* WRITTEN INSTRUCTION
Quote every line of the material beneath this one.

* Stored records
* start *

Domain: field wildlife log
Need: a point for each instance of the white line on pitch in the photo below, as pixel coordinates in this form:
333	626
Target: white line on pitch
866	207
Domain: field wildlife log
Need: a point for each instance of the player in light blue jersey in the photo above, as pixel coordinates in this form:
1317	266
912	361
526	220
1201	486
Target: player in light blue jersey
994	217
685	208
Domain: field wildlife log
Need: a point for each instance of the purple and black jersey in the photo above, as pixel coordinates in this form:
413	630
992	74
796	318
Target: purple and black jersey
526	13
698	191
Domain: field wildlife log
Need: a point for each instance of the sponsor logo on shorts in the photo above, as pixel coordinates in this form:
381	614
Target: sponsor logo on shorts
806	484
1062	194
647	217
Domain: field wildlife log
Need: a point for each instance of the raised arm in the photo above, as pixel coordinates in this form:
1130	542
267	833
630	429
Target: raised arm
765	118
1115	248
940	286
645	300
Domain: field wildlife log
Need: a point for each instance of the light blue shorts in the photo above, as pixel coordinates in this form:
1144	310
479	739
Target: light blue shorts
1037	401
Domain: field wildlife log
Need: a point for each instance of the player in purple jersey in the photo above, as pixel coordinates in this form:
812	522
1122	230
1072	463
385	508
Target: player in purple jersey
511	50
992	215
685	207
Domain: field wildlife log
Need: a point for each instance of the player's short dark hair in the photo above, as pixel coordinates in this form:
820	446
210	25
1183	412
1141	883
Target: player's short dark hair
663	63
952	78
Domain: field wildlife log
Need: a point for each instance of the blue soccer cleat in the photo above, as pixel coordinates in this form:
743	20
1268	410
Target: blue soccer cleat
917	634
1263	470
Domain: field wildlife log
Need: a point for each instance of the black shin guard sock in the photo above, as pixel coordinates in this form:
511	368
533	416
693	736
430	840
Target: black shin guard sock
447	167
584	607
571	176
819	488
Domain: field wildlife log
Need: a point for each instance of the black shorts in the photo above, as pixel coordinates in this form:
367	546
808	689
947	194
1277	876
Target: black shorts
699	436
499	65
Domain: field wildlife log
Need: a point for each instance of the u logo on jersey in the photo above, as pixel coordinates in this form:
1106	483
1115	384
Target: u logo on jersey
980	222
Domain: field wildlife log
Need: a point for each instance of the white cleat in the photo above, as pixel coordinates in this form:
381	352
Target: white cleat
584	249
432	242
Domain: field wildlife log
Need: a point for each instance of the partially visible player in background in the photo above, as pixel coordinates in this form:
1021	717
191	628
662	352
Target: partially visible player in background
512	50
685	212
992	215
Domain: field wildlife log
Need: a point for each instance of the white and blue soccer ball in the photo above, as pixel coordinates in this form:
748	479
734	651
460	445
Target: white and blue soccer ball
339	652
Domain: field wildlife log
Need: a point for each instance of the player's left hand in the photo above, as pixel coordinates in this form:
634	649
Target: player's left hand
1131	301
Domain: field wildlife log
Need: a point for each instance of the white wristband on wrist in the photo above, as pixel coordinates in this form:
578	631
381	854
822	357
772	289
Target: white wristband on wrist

* end *

* RESPONSE TO THIS EXERCISE
Domain: field wildlife log
Need: a point for each instance of the white line on pitch in the photo below, as pixel coordinates in this form:
333	626
Target: white line on pitch
866	207
Domain: field wildlife log
Need: a point for each instance of the player in light blue jersey in the photo above, as pixel coordinates in this form:
1317	266
912	361
526	220
1201	486
Target: player in light blue jersey
994	217
685	208
Domain: field wildlife log
Need: a point for each instance of the purple and black jersey in the photo above, as pixel coordinates in this form:
413	630
992	74
796	318
Target: purple and black jersey
526	13
698	191
Domain: field wildlife log
Need: a point for each instance of the sponsor logo on shorts in the photo above, as pixel coordinates in this form:
381	614
Target: sponsor logo on shorts
806	484
1062	194
647	217
Domain: field wildlife log
Need: a point for each instance of the raised arm in the photo above, as pixel coordinates in this form:
1130	542
267	833
630	429
Target: raised arm
765	118
1115	248
940	286
645	300
Domain: field wildlife log
Need: a point for each instance of the light blue shorts in the photo above, as pixel coordinates in this form:
1144	310
479	739
Target: light blue shorts
1037	401
Domain: field wildlife log
Need: a point for each instance of the player in purple jersey in the photo above, as pixel coordinates in this form:
812	522
1122	230
1072	463
385	508
Target: player in purple jersey
511	50
992	215
685	207
Domain: field wildlife log
Need: a point for each instance of the player's short dark hair in the photo above, as pixel coordinates in this form:
820	446
210	25
1183	412
1141	883
Target: player's short dark hair
663	63
952	78
Domain: field wildlife log
Need: a point for each instance of the blue soccer cleat in the photo above, as pixel coordinates in this form:
743	20
1268	410
Target: blue soccer cleat
917	634
1263	470
Domain: field wildlife log
Need: a point for each instance of the black shin guard sock in the photo above, as pixel coordinates in this form:
511	368
533	416
693	736
430	840
Target: black shin guard sock
447	167
584	607
571	176
819	488
Domain: field wildlife log
Need: a point for each instance of the black shorts in the photo above, as pixel coordinates in this form:
367	546
808	689
947	194
1277	876
Target: black shorts
699	436
499	65
Domain: field wildlife log
Need: a point for each instance of the u logo on jersey in the photo above, as pixel coordinates in this form:
1106	483
1115	384
Target: u logo on jersey
980	222
Domain: field wildlife log
Need: a point for each instance of the white cleat in the photo above, as pixel coordinates in this form:
381	352
Target: white cleat
584	249
432	242
Domain: field wildlife log
Need: a point for each instance of the partially visible player in background in the photo above, as pixel coordinates in this form:
1021	717
191	628
662	352
Target: partially visible player in background
512	50
685	212
992	215
Domain: field wildlife log
Need: a point for each instance of the white and blue soccer ball in the photo above, as pixel coordinates in this form:
748	479
734	651
460	445
Target: white and blue soccer ball
339	652
Domain: field wildlife log
Need: a point for each instance of the player's left hand in the photo above, as pixel coordinates in this form:
634	649
Target: player's left hand
1131	301
Domain: field wildlife log
Need: a point for each instance of the white wristband on wrist in the photo above, as pixel coordinates in this form:
578	631
381	854
822	357
772	289
Target: white wristband on wrist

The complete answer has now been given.